WRITTEN REQUEST:
Reproduce every one of the following entries word for word, from start to finish. Omit the pictures from your copy.

━━━━━ DATA RECORDS ━━━━━

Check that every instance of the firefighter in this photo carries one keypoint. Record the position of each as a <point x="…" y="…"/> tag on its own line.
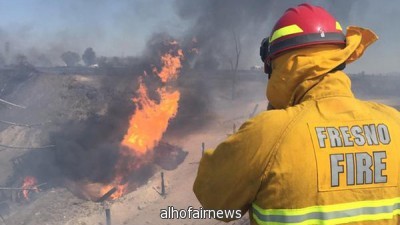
<point x="321" y="156"/>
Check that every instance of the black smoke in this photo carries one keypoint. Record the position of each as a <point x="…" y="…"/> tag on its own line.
<point x="216" y="23"/>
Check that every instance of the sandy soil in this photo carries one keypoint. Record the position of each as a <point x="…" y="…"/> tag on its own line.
<point x="57" y="97"/>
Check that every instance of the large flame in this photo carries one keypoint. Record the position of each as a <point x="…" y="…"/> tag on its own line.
<point x="150" y="120"/>
<point x="28" y="185"/>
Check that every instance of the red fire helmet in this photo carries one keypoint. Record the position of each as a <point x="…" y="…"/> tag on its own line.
<point x="302" y="26"/>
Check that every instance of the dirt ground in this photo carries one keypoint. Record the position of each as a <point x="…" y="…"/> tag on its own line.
<point x="57" y="98"/>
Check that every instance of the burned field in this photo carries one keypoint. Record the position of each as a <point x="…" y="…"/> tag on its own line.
<point x="74" y="145"/>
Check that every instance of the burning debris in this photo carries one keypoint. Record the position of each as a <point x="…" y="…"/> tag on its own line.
<point x="149" y="122"/>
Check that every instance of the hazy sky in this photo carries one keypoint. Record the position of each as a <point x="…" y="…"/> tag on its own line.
<point x="122" y="27"/>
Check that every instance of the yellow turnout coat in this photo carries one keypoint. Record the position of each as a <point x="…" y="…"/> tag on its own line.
<point x="322" y="157"/>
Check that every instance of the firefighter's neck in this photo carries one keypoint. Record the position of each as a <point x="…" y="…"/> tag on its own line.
<point x="329" y="85"/>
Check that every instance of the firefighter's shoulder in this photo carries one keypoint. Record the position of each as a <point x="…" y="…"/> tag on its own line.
<point x="273" y="123"/>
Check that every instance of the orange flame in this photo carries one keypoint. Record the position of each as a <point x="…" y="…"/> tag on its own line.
<point x="29" y="184"/>
<point x="150" y="120"/>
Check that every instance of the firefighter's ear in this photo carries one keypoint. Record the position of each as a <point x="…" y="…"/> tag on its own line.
<point x="268" y="68"/>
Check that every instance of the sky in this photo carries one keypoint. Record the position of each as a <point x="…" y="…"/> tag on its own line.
<point x="121" y="28"/>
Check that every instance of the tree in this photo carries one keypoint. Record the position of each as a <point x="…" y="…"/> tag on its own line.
<point x="235" y="63"/>
<point x="71" y="58"/>
<point x="89" y="57"/>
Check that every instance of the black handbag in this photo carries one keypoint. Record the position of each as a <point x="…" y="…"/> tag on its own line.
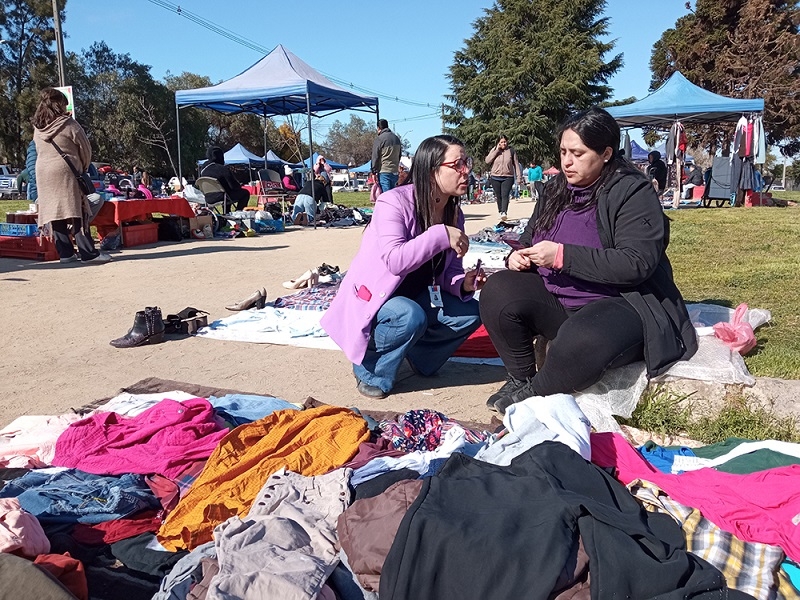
<point x="85" y="183"/>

━━━━━

EXPECTED OUTPUT:
Check that every instance of the firefighter in this photo carries one keypoint. Record the position of each as a <point x="…" y="…"/> tag on its own line.
<point x="321" y="156"/>
Check that every instance of the black smoke in this photo carries one keypoint. Record the position of each as a <point x="…" y="…"/> tag on its own line.
<point x="216" y="23"/>
Check that every instance of the sandy soil in this photo carries one keypoint. Record the position of each as a <point x="…" y="…"/> tag on its own line.
<point x="57" y="97"/>
Check that every instance of the large flame in this photo carries one keypoint. Record the position of each as a <point x="…" y="…"/> tag on its own line.
<point x="150" y="120"/>
<point x="28" y="185"/>
Check that every instance of the red fire helmet in this photo carries one keypoint. Record the position of each as a <point x="…" y="…"/> tag on its own line.
<point x="302" y="26"/>
Check that every instance of the dirt ground in this photo carries one keypoint. Record the position of each as a <point x="…" y="…"/> tag on its own line.
<point x="57" y="98"/>
Check that every instance of the burned field in this photo carries one keypoint. Record the position of each as a <point x="…" y="…"/> tag on its own line.
<point x="74" y="145"/>
Check that every instance of the burning debris in this photo carries one keypoint. Record the position of each as a <point x="…" y="…"/> tag on its own line.
<point x="149" y="122"/>
Check that every instance of the hazy sky in this photo carries one keypoint. Record the position of each as a <point x="…" y="…"/> tag on its own line.
<point x="122" y="27"/>
Check that every instance of the yellow turnout coat in this photo carries one keypoint. Record the position of each as a <point x="…" y="…"/> tag on its own line.
<point x="322" y="157"/>
Check that every instance of the firefighter's neck in this photo carries one keypoint. Record the position of each as a <point x="…" y="…"/> tag on its own line.
<point x="329" y="85"/>
Check that every instance of the firefighter's shoulder in this photo carries one keypoint. Record the position of each as a <point x="…" y="…"/> tag on its own line.
<point x="273" y="123"/>
Check that every instance of the orange flame in this photo carries one keypoint. Record the position of each as a <point x="…" y="…"/> tag on its own line.
<point x="29" y="184"/>
<point x="150" y="120"/>
Check that every instance of the firefighter's ear in this photo carries one keypoint. Record the position of each as a <point x="…" y="…"/> tag on its own line.
<point x="268" y="68"/>
Check that every instance of the sky in this photo carries one keypoint. Record the position of each as a <point x="…" y="…"/> tag on its own line.
<point x="121" y="28"/>
Check that every instance of the tree in this photo carries one keypoint. Record the position of each as a <point x="…" y="…"/> tag on its own line.
<point x="235" y="63"/>
<point x="71" y="58"/>
<point x="89" y="57"/>
Check that every instance of the black handbag in this photo carries one keypoint. Record the position of each as a <point x="…" y="…"/> tag on its own line.
<point x="85" y="183"/>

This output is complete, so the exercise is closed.